* **Exercise goal**:
Every entry below is to be copied exactly, with nothing omitted.

* **Records shown**:
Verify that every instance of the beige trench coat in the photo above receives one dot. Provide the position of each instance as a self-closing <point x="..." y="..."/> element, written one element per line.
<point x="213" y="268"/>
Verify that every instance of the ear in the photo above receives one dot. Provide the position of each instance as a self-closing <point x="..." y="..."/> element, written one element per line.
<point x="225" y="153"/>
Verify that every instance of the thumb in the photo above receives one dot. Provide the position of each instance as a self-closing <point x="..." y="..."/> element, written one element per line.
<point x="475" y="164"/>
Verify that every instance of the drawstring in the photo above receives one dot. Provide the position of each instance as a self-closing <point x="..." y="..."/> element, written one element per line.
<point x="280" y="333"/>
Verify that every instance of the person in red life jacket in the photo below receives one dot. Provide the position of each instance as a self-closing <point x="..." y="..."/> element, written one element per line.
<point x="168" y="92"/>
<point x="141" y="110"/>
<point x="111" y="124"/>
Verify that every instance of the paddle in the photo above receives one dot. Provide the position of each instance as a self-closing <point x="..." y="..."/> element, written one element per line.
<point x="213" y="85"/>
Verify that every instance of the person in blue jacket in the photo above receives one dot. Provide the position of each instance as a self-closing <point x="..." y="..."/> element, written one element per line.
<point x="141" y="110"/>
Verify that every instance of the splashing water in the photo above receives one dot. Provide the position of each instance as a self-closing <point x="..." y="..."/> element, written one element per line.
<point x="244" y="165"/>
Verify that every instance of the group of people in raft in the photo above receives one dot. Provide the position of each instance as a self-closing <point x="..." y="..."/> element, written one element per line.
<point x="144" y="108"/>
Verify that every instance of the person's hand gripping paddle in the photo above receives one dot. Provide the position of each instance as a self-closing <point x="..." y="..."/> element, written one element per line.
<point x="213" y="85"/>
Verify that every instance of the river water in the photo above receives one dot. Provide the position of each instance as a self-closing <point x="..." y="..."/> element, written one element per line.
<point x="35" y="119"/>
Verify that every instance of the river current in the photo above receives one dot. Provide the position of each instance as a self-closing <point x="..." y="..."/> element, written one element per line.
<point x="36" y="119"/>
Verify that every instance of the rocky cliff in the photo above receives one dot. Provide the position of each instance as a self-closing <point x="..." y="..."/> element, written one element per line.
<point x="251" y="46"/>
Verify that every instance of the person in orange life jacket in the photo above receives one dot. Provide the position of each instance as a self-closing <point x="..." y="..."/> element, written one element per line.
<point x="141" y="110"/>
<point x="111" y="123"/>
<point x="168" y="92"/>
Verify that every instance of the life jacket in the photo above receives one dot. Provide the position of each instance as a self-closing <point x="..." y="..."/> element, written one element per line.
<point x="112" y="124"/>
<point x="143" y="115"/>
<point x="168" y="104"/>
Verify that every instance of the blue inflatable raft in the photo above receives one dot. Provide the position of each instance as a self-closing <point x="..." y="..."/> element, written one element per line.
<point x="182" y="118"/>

* **Response**:
Verify that every instance of the beige trench coat in the photo above receives one dot. Provide the position of each instance as a self-closing <point x="..." y="..."/> element, written one element per line.
<point x="213" y="268"/>
Verify that every instance of the ear in the photo above receives one dot. Provide the position of each instance as a self-closing <point x="..." y="..."/> element, written one element per line.
<point x="225" y="153"/>
Verify that every instance of the thumb in the photo above receives one dot. Provide the position of each instance as a self-closing <point x="..." y="..."/> element, written one element per line.
<point x="475" y="164"/>
Verify that every instance of the drawstring in the photo above receives one dot. Provide the position of each instance as a self-closing <point x="..." y="..."/> element, written one element per line.
<point x="280" y="333"/>
Verify that every instance of the person in red life jacket in the photo below receives one dot. Provide the position of each instance as a self-closing <point x="..." y="..."/> element, written one element per line.
<point x="168" y="92"/>
<point x="141" y="110"/>
<point x="111" y="124"/>
Verify that every instance of the paddle in the photo above receives one dot. Provide the position of each instance as a self-closing <point x="..." y="..."/> element, written one element per line.
<point x="213" y="85"/>
Verify that every instance of the person in blue jacket in the photo above receives one dot. Provide the position of each instance as a self-closing <point x="..." y="..."/> element, written one element per line.
<point x="141" y="110"/>
Verify that every instance of the splashing water in the photo above receives one dot. Provide the position of each instance as a self-closing <point x="..." y="..."/> element, written one element per line.
<point x="244" y="165"/>
Verify that every instance of the group of people in raft in the photo above receives one dot. Provide the position of each instance as a self-closing <point x="..." y="..."/> element, written one element per line.
<point x="144" y="108"/>
Verify that every instance of the person's hand gripping paddle in the photo above receives one dot. Provide the position of each instance as a self-closing <point x="..." y="..."/> element, written one element per line.
<point x="213" y="85"/>
Verify that every instance of the river water in the photo above receives one dot. Provide the position of each instance as a self-closing <point x="..." y="..."/> element, written one element per line.
<point x="35" y="119"/>
Verify that every instance of the river current in the photo above receives one dot. Provide the position of each instance as a self-closing <point x="..." y="..."/> element, written one element per line.
<point x="36" y="119"/>
Verify that every instance of the rocky cliff in the photo above receives one dot. Provide the position of each instance as a self-closing <point x="..." y="..."/> element, written one element per line.
<point x="251" y="46"/>
Verify that every instance of the person in orange life jacket in the photo above receives one dot. Provide the position of each instance as a self-closing <point x="..." y="..."/> element, written one element per line.
<point x="141" y="110"/>
<point x="111" y="123"/>
<point x="168" y="92"/>
Verify that every instance of the life jacket in the photo above receives one dot. Provide the position of each instance as a self-closing <point x="..." y="..."/> element, written one element per line.
<point x="112" y="124"/>
<point x="143" y="115"/>
<point x="168" y="104"/>
Verify that every instance of the blue inflatable raft in the photo above receives one dot. Provide the position of each instance as a self-closing <point x="..." y="..."/> element, written one element per line.
<point x="182" y="118"/>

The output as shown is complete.